WHAT THE TASK ASKS
All of the data, except its images, should be set down exactly as it appears.

RECORDS SHOWN
--------------------------------------------------

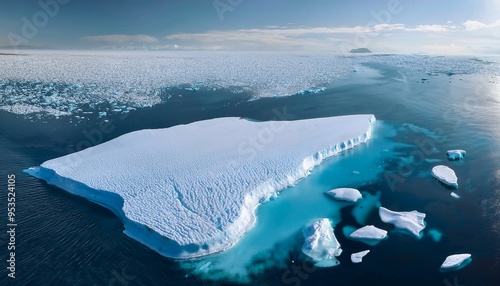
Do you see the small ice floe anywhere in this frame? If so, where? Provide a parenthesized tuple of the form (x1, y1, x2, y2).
(349, 225, 388, 245)
(451, 192, 461, 199)
(440, 254, 472, 271)
(447, 149, 466, 160)
(302, 219, 342, 267)
(378, 207, 426, 237)
(98, 111, 107, 118)
(351, 250, 370, 263)
(326, 188, 362, 203)
(432, 165, 458, 188)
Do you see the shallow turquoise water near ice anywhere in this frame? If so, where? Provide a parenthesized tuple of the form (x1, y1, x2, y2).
(0, 56, 499, 285)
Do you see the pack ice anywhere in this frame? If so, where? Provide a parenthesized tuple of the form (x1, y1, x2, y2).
(25, 115, 375, 259)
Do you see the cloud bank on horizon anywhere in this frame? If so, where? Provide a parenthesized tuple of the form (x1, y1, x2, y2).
(0, 0, 499, 54)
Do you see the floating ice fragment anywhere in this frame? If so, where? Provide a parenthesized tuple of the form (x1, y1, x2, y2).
(351, 250, 370, 263)
(447, 149, 466, 160)
(326, 188, 362, 203)
(432, 165, 458, 188)
(440, 254, 472, 271)
(451, 192, 461, 199)
(378, 207, 426, 237)
(302, 219, 342, 267)
(349, 225, 387, 244)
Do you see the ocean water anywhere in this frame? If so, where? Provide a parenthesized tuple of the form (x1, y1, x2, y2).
(0, 53, 499, 285)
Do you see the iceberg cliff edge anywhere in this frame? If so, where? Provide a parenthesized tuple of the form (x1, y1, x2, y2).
(25, 115, 376, 259)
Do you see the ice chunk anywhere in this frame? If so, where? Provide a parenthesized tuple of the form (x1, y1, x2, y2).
(451, 192, 461, 199)
(326, 188, 362, 203)
(440, 254, 472, 270)
(378, 207, 426, 237)
(432, 165, 458, 188)
(447, 149, 466, 160)
(302, 219, 342, 267)
(351, 250, 370, 263)
(25, 115, 375, 259)
(349, 225, 387, 244)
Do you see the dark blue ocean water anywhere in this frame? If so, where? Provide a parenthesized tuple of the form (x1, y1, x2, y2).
(1, 60, 499, 285)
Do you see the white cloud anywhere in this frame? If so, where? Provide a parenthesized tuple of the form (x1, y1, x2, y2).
(407, 24, 454, 32)
(83, 34, 159, 44)
(463, 19, 500, 31)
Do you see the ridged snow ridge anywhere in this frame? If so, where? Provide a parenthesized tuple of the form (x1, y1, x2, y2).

--------------------------------------------------

RESULT FOR THIS EXERCISE
Do you see the small ice floe anywhere in this frame? If so, where? Provide a parenthesized tuple of the form (x1, y1, x2, y2).
(349, 225, 388, 245)
(451, 192, 461, 199)
(440, 254, 472, 271)
(447, 149, 466, 160)
(302, 219, 342, 267)
(378, 207, 426, 237)
(98, 111, 107, 118)
(351, 250, 370, 263)
(326, 188, 362, 203)
(432, 165, 458, 188)
Do you see the shallow turquoise water near ice anywhere in this frame? If so, where? Provide a parenthesized tuple of the form (x1, y1, x2, y2).
(0, 56, 499, 285)
Do you see the pack ice anywhere in this frame? If so, where? Provide a parenthesized tuple of the form (x1, y1, x2, y2).
(25, 115, 375, 259)
Do you see the cloud bank on horizon anywhere in this frame? If so, where? Provide a parenthesized tuple of the form (x1, y1, x2, y2).
(0, 0, 499, 54)
Do you see the floating ice fragment anywhere in this frame? If so, where? Provide a parenthesized tuple of the form (x1, y1, x2, y2).
(351, 250, 370, 263)
(447, 149, 466, 160)
(326, 188, 362, 203)
(432, 165, 458, 188)
(440, 254, 472, 271)
(451, 192, 461, 199)
(378, 207, 426, 237)
(302, 219, 342, 267)
(349, 225, 387, 244)
Do you see the ocean water anywhere in this frame? If so, where? Provide a parenthesized tuple of the form (x1, y1, x2, y2).
(0, 53, 499, 285)
Do you see the iceberg cliff edge anywhere in this frame? If so, where? Provide a parenthesized tuple of the form (x1, y1, x2, y2).
(25, 115, 376, 259)
Do you see the ice chunk anywhere in this frame? If so, where? Provide a parenthesized tuple of the form (x1, y1, x2, y2).
(451, 192, 461, 199)
(326, 188, 362, 203)
(440, 254, 472, 270)
(378, 207, 426, 237)
(432, 165, 458, 188)
(447, 149, 466, 160)
(302, 219, 342, 267)
(351, 250, 370, 263)
(25, 115, 375, 259)
(349, 225, 387, 244)
Do you see the dark blue ocean water anywhere in this frame? If so, where? Provide a parenthesized tuple of the form (x1, y1, x2, y2).
(1, 60, 499, 285)
Do you see the white cloud anywhere in this frame? If so, where? Provide a parenthesized tuple of the form (x1, y1, x2, y2).
(407, 24, 454, 32)
(83, 34, 159, 44)
(463, 19, 500, 31)
Do you see the ridged snow ridge anywhere in this frame? If so, where? Provide a parenthesized tuple of the form (x1, y1, x2, y2).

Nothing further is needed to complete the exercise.